Work to complete:
Pick out each line of the records below that contains the word "asphalt", and copy those lines.
** Start Input data **
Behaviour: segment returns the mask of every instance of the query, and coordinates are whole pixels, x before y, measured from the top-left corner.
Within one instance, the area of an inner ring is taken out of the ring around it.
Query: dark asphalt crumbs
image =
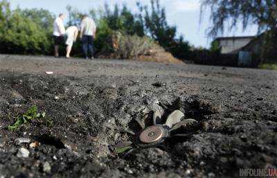
[[[240,168],[276,168],[276,74],[0,55],[0,177],[238,177]],[[151,125],[157,103],[163,123],[177,109],[197,121],[176,130],[188,136],[115,153],[141,130],[136,120]],[[9,131],[33,105],[48,121]]]

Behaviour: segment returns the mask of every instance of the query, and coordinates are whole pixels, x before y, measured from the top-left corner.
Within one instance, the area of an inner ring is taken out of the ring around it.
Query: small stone
[[[205,130],[205,131],[208,131],[208,128],[209,128],[209,125],[208,123],[207,122],[203,122],[201,123],[201,127]]]
[[[29,147],[30,148],[34,149],[34,148],[36,148],[37,147],[38,147],[39,145],[39,143],[38,143],[37,141],[35,141],[33,143],[30,143]]]
[[[29,143],[30,142],[30,139],[28,138],[18,138],[15,140],[15,143],[17,145],[19,145],[21,143]]]
[[[181,121],[181,119],[185,115],[184,113],[179,110],[175,110],[172,112],[166,119],[166,125],[168,125],[170,128],[172,128],[172,126],[177,123]]]
[[[162,83],[161,82],[157,82],[153,83],[152,85],[155,87],[161,87],[163,86],[166,86],[166,84],[165,83]]]
[[[46,173],[50,174],[51,172],[51,166],[48,162],[45,162],[43,164],[43,171]]]
[[[24,148],[21,148],[18,150],[17,157],[19,158],[28,158],[29,157],[29,150]]]

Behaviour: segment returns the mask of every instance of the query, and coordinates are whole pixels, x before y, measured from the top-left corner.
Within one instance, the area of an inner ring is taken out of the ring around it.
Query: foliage
[[[213,27],[208,33],[215,37],[226,29],[235,28],[242,23],[243,29],[253,25],[258,26],[258,33],[265,33],[262,58],[277,50],[277,1],[276,0],[202,0],[202,12],[206,8],[211,11]],[[229,26],[227,26],[230,24]]]
[[[177,37],[177,28],[170,26],[166,15],[166,9],[161,7],[159,0],[151,0],[151,7],[138,3],[146,34],[150,34],[166,51],[180,59],[186,59],[190,53],[190,45],[184,37]]]
[[[45,112],[38,113],[37,107],[34,105],[30,107],[26,113],[17,116],[15,123],[8,126],[10,131],[15,131],[19,129],[23,124],[30,123],[33,119],[44,118]]]
[[[47,10],[24,10],[11,11],[5,1],[0,3],[0,51],[16,54],[49,54],[53,16]]]
[[[260,64],[258,66],[260,69],[269,69],[269,70],[277,70],[276,63],[265,63]]]
[[[123,35],[120,33],[113,34],[112,42],[114,55],[120,59],[138,59],[140,55],[148,55],[152,51],[161,48],[148,37]]]
[[[102,10],[89,11],[87,15],[94,19],[98,27],[94,39],[95,53],[98,55],[116,53],[115,55],[120,58],[136,58],[144,53],[148,45],[156,46],[154,40],[175,57],[186,58],[190,46],[182,36],[177,37],[175,26],[168,24],[165,8],[160,6],[159,1],[152,1],[150,10],[139,3],[138,8],[139,12],[134,13],[125,5],[122,7],[116,5],[111,9],[106,4]],[[69,13],[66,26],[80,26],[83,12],[70,6],[66,9]],[[0,51],[52,55],[54,19],[55,16],[48,10],[19,8],[11,10],[7,1],[0,1]],[[113,46],[113,34],[116,33],[123,37],[120,49]],[[64,51],[63,48],[60,48]],[[127,48],[127,51],[123,51]],[[82,55],[80,39],[74,44],[72,55]]]

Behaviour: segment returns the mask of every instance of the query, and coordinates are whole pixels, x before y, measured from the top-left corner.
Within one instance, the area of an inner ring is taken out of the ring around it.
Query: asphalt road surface
[[[238,177],[277,168],[276,80],[254,69],[1,55],[0,177]],[[9,130],[33,105],[45,118]],[[152,125],[157,108],[162,123],[176,109],[190,121],[143,148],[138,123]],[[116,151],[126,142],[131,149]]]

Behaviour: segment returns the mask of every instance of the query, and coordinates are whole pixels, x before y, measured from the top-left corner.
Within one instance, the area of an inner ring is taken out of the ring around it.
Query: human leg
[[[84,51],[84,57],[88,57],[88,44],[87,44],[87,36],[84,35],[82,37],[82,50]]]
[[[91,58],[93,58],[94,53],[93,53],[93,37],[89,36],[89,54],[91,55]]]

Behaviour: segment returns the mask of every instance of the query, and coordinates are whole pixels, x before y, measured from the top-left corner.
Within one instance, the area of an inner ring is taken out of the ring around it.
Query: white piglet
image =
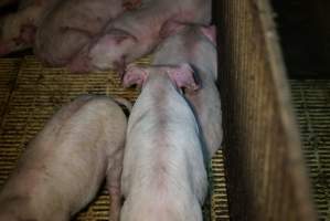
[[[199,126],[180,87],[196,90],[189,65],[130,65],[124,85],[142,85],[128,119],[121,221],[202,221],[207,192]]]
[[[104,178],[118,220],[127,119],[107,97],[82,96],[30,143],[0,192],[1,221],[64,221],[96,196]]]
[[[215,27],[168,22],[163,29],[172,33],[156,50],[152,65],[189,63],[199,78],[200,90],[187,88],[184,96],[193,107],[206,145],[206,158],[221,147],[222,112],[216,87],[217,51]]]

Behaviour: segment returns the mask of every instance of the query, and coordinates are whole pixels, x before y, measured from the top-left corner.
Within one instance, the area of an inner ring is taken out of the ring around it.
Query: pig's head
[[[135,36],[121,30],[107,32],[89,49],[92,65],[97,70],[124,69],[125,59],[134,49],[136,41]]]
[[[123,84],[125,87],[131,85],[142,86],[150,75],[167,74],[171,82],[178,88],[199,90],[199,85],[194,78],[194,72],[187,63],[178,66],[152,66],[140,67],[131,64],[127,67]]]

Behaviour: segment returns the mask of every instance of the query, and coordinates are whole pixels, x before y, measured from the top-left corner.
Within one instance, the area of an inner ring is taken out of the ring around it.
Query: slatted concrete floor
[[[148,59],[138,63],[148,64]],[[64,103],[81,94],[106,94],[131,102],[138,95],[135,90],[123,88],[113,72],[71,74],[62,69],[45,69],[33,56],[0,59],[0,186],[29,140]],[[204,207],[205,220],[230,220],[221,151],[212,160],[210,180],[212,193]],[[108,220],[109,203],[103,188],[74,220]]]
[[[291,81],[319,220],[330,220],[330,80]]]

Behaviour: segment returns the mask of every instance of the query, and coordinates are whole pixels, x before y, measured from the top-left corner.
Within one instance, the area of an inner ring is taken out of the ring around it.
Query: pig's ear
[[[138,86],[142,86],[147,76],[148,72],[146,69],[137,66],[135,64],[128,65],[123,77],[123,85],[125,87],[129,87],[135,84]]]
[[[202,33],[214,44],[216,44],[216,28],[215,25],[201,27]]]
[[[196,91],[200,87],[194,78],[194,72],[192,67],[187,63],[183,63],[178,67],[169,67],[168,74],[179,88],[184,87]]]
[[[162,24],[161,30],[159,32],[160,38],[168,38],[169,35],[173,35],[182,30],[187,24],[180,23],[178,21],[169,20],[164,24]]]

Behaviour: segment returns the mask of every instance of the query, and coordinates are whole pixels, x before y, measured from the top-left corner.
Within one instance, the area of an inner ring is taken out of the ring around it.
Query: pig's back
[[[131,112],[124,157],[124,194],[139,190],[134,194],[142,197],[143,192],[155,191],[156,196],[163,188],[170,189],[174,198],[188,191],[201,199],[206,172],[194,115],[173,87],[157,87],[157,93],[151,87],[143,88]]]
[[[108,156],[124,145],[125,130],[125,115],[113,101],[103,97],[73,102],[55,114],[29,145],[19,161],[19,172],[2,192],[34,196],[30,204],[41,206],[40,211],[53,208],[75,213],[97,192]]]

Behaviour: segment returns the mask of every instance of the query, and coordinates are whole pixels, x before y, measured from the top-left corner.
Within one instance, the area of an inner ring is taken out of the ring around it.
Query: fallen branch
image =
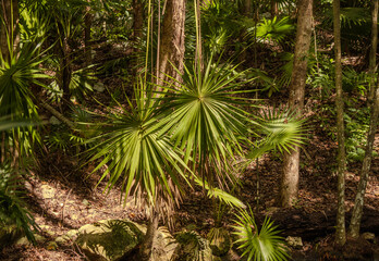
[[[44,107],[46,110],[48,110],[52,115],[54,115],[59,121],[61,121],[63,124],[68,125],[71,129],[76,130],[75,124],[63,116],[60,112],[58,112],[56,109],[53,109],[51,105],[46,103],[45,101],[41,101],[41,107]]]

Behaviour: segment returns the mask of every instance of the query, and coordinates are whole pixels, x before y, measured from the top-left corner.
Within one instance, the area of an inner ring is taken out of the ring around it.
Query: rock
[[[51,227],[49,225],[40,225],[39,227],[41,228],[42,232],[45,232],[49,236],[56,235],[56,232],[51,231]]]
[[[0,227],[0,250],[3,247],[12,245],[23,236],[23,233],[16,225],[3,225]]]
[[[151,260],[170,261],[176,247],[178,243],[167,227],[159,227],[152,246]]]
[[[51,125],[60,125],[61,121],[59,121],[56,116],[51,116],[50,120],[49,120],[49,123]]]
[[[303,247],[303,240],[301,237],[288,236],[285,238],[285,241],[290,247],[293,247],[293,248],[302,248]]]
[[[57,250],[58,244],[56,241],[49,241],[46,246],[47,250]]]
[[[44,199],[51,199],[56,196],[56,189],[49,185],[40,186],[40,190]]]
[[[84,225],[75,240],[89,260],[118,260],[142,241],[144,234],[130,221],[105,220]]]
[[[71,229],[65,235],[70,238],[70,239],[76,239],[78,234],[77,229]]]
[[[181,232],[176,234],[175,239],[179,244],[172,254],[172,261],[220,260],[218,257],[212,256],[209,241],[200,237],[196,232]]]
[[[34,238],[36,239],[37,243],[42,243],[46,240],[46,238],[39,234],[35,234]],[[16,243],[16,246],[28,246],[32,245],[32,243],[27,239],[26,236],[23,236],[22,238],[20,238]]]
[[[365,232],[360,235],[360,237],[369,243],[375,244],[375,234],[374,233]]]
[[[103,84],[102,83],[97,83],[95,84],[94,86],[94,90],[97,90],[99,92],[102,92],[106,88],[103,87]]]
[[[56,238],[56,243],[58,243],[59,245],[64,245],[66,243],[69,243],[71,240],[70,237],[68,237],[66,235],[63,235],[63,236],[59,236]]]
[[[232,240],[229,232],[223,227],[213,227],[207,236],[212,254],[222,257],[232,248]]]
** End Input data **
Exercise result:
Query: dark asphalt crumbs
Query: asphalt road surface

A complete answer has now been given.